>> start
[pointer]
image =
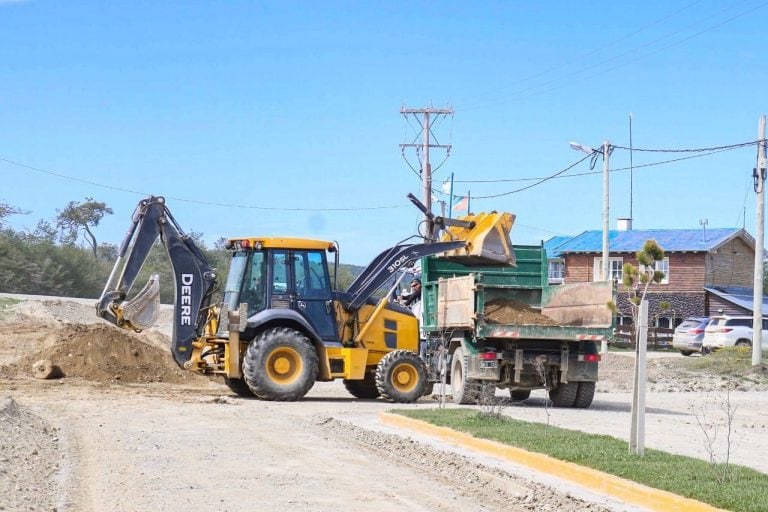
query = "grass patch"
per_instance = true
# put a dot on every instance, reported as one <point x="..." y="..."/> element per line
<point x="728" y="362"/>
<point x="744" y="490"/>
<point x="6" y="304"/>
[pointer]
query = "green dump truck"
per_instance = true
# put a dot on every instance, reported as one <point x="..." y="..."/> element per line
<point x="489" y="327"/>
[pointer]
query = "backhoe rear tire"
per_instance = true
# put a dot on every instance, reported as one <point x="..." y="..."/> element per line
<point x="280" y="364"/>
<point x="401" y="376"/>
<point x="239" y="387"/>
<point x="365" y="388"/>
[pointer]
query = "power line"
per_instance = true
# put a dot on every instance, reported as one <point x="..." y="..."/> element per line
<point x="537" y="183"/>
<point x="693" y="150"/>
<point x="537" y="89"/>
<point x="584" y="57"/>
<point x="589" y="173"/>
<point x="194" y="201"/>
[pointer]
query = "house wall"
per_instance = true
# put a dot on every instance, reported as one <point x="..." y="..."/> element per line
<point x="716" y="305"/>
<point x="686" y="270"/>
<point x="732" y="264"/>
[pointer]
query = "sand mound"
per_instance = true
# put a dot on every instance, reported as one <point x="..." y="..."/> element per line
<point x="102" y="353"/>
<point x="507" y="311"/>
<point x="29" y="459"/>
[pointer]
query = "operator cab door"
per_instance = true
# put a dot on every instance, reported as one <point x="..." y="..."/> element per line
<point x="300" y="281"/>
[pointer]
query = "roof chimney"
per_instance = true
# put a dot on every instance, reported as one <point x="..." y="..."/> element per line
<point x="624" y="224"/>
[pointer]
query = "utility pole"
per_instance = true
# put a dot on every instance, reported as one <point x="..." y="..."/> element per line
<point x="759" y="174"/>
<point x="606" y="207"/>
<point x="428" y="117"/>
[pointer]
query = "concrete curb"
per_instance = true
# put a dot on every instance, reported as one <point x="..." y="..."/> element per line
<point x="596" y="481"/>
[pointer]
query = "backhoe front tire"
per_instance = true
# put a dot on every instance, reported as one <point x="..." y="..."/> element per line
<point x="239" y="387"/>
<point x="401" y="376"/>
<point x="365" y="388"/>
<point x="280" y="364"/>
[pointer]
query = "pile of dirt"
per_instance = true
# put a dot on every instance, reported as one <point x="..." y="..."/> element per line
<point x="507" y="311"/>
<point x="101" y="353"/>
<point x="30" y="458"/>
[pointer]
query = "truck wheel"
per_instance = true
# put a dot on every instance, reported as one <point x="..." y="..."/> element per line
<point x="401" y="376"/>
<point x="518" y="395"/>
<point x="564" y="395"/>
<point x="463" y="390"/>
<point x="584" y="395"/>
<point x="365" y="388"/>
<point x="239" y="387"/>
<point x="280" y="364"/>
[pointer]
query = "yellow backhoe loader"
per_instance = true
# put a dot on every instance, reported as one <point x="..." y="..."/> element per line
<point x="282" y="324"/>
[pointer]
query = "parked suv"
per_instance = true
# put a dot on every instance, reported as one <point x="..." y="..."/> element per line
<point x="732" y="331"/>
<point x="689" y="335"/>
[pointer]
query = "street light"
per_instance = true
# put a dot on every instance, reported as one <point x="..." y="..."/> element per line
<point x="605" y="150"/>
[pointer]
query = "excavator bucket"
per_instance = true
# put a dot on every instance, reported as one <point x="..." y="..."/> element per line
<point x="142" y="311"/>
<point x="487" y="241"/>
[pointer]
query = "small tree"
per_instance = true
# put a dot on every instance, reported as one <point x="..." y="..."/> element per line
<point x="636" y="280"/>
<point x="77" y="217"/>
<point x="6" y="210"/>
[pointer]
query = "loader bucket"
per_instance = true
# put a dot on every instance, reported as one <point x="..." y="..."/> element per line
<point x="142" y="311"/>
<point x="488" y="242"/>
>> end
>> start
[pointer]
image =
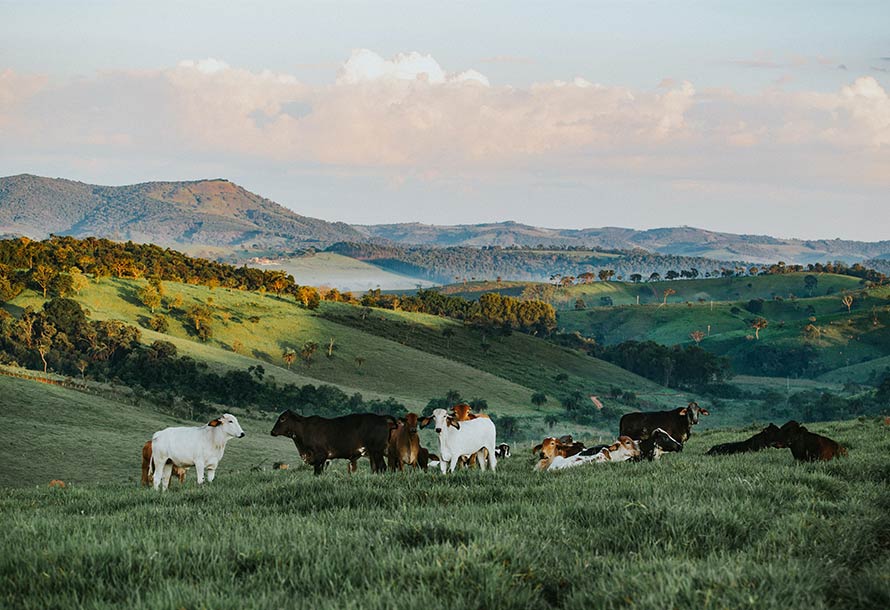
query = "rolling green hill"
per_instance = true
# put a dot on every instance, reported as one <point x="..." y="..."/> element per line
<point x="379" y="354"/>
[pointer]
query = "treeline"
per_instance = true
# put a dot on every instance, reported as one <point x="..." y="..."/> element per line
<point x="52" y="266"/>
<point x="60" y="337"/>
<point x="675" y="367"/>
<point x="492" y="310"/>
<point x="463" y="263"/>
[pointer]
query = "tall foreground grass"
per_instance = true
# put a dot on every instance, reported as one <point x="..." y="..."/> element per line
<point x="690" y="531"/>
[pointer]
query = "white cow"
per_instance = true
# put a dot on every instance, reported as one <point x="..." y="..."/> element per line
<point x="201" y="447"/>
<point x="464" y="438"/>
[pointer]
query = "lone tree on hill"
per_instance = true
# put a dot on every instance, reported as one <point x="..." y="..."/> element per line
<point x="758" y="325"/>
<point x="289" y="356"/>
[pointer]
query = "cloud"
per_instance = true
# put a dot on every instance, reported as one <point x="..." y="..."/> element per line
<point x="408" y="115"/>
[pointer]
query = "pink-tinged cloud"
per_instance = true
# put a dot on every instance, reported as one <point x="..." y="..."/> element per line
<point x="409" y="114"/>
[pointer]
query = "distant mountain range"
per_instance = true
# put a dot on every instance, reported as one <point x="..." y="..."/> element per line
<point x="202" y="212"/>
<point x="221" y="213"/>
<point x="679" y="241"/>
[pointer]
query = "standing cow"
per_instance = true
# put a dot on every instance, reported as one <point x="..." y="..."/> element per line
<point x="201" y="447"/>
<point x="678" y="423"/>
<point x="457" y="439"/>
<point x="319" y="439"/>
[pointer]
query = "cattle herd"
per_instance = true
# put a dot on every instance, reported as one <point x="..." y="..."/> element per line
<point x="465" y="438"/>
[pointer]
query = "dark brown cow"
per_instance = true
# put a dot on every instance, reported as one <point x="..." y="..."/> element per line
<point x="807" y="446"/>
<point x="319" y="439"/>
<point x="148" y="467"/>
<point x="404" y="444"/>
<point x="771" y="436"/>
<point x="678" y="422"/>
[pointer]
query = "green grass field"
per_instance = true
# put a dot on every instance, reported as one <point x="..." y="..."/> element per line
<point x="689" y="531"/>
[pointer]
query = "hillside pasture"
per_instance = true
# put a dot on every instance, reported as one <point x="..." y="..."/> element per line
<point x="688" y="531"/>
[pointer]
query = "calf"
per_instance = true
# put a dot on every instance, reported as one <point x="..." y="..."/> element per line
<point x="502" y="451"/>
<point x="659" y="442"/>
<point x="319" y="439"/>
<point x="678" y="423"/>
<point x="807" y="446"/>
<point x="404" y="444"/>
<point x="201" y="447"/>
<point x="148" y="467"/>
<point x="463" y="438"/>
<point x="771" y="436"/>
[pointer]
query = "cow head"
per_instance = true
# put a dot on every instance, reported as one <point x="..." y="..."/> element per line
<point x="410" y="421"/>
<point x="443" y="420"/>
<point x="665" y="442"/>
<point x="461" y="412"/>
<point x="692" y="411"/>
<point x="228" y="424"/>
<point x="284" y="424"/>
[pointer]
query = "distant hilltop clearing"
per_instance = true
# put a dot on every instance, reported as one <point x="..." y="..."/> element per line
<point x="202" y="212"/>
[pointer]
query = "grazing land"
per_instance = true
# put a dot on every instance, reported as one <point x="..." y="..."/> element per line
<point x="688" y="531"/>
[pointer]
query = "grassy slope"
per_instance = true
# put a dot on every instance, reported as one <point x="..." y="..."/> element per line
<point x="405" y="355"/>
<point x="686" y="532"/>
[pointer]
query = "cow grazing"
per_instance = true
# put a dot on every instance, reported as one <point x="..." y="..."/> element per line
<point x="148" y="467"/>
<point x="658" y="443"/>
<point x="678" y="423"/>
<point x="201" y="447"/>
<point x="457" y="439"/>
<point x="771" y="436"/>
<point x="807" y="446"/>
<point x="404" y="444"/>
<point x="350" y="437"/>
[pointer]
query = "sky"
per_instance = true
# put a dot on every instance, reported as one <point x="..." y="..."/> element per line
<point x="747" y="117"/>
>> end
>> start
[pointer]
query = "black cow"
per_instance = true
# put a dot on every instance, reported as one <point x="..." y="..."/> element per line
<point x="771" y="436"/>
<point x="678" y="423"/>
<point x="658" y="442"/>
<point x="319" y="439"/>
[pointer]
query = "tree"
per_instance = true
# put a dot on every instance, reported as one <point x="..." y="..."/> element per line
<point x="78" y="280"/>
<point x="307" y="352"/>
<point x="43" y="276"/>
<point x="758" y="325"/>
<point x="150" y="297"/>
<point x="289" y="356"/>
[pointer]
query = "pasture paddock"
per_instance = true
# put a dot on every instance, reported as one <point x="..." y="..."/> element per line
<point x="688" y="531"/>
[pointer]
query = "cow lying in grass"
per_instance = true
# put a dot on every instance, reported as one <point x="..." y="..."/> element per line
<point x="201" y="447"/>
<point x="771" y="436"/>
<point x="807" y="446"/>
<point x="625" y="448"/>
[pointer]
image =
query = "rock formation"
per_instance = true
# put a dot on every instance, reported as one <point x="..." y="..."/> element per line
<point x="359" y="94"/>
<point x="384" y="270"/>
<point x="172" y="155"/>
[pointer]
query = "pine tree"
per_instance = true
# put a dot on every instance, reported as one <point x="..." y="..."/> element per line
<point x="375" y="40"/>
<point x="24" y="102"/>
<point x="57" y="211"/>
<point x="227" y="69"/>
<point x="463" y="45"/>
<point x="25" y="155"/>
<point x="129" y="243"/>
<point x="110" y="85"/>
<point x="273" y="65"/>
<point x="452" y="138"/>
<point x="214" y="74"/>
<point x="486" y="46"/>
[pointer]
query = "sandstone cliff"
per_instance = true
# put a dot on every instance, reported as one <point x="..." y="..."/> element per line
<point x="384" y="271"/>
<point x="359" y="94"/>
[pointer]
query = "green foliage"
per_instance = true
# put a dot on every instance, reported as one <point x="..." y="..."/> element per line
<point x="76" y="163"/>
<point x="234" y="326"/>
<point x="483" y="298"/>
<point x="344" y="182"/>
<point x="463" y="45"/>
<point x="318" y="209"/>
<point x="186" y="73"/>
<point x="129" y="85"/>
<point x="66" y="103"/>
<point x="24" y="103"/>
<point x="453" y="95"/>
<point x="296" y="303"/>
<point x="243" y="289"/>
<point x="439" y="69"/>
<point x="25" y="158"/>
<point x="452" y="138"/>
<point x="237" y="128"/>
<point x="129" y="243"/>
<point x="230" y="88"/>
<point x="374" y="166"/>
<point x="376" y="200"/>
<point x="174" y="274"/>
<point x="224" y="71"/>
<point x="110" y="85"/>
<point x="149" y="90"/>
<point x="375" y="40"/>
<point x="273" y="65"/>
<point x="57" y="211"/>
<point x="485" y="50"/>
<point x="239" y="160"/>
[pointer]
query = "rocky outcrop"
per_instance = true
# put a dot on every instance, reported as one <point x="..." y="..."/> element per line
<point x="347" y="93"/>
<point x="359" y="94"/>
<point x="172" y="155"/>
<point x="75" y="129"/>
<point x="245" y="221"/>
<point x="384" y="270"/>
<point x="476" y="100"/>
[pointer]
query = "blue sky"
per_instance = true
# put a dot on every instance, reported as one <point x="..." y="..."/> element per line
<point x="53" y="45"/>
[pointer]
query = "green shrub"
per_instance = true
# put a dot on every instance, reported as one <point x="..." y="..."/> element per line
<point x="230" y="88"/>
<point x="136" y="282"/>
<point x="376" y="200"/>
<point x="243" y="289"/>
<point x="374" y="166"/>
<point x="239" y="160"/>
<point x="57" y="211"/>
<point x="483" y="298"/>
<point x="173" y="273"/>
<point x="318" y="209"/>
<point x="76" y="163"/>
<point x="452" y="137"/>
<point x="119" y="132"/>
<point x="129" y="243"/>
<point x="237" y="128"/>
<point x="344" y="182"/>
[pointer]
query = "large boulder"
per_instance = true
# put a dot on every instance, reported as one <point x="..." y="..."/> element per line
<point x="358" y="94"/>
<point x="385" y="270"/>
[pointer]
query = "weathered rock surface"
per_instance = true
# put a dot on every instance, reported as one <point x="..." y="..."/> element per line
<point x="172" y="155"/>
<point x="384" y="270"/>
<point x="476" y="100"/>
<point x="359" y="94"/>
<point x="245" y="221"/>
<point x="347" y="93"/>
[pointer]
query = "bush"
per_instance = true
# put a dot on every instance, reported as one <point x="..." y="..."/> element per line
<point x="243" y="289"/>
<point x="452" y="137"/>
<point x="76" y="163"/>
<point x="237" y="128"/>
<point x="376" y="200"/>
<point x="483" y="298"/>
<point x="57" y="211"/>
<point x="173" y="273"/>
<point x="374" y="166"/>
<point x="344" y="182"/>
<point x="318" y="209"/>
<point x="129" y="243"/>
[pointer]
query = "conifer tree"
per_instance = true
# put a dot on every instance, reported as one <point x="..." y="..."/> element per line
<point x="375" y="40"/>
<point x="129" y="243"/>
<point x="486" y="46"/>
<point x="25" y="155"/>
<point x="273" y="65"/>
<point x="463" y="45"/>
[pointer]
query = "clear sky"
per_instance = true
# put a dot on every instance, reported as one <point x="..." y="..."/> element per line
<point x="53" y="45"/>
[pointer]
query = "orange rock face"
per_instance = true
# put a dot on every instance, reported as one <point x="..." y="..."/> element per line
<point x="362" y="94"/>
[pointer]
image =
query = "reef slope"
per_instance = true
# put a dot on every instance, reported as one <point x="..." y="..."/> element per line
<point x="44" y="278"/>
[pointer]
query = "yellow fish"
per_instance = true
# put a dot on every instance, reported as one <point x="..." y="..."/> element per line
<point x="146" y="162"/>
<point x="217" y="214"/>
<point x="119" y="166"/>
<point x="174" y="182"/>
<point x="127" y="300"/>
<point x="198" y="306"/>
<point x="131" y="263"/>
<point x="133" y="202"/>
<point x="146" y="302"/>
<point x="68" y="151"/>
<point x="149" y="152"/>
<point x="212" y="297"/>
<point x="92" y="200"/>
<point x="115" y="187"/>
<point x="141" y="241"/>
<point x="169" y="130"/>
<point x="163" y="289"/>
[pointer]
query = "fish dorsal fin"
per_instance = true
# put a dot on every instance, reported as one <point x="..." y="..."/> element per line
>> end
**What to do:** Count the lines of the records that contain the string "cloud", matching case exactly, and reply with the number alone.

**Output of the exercise:** 2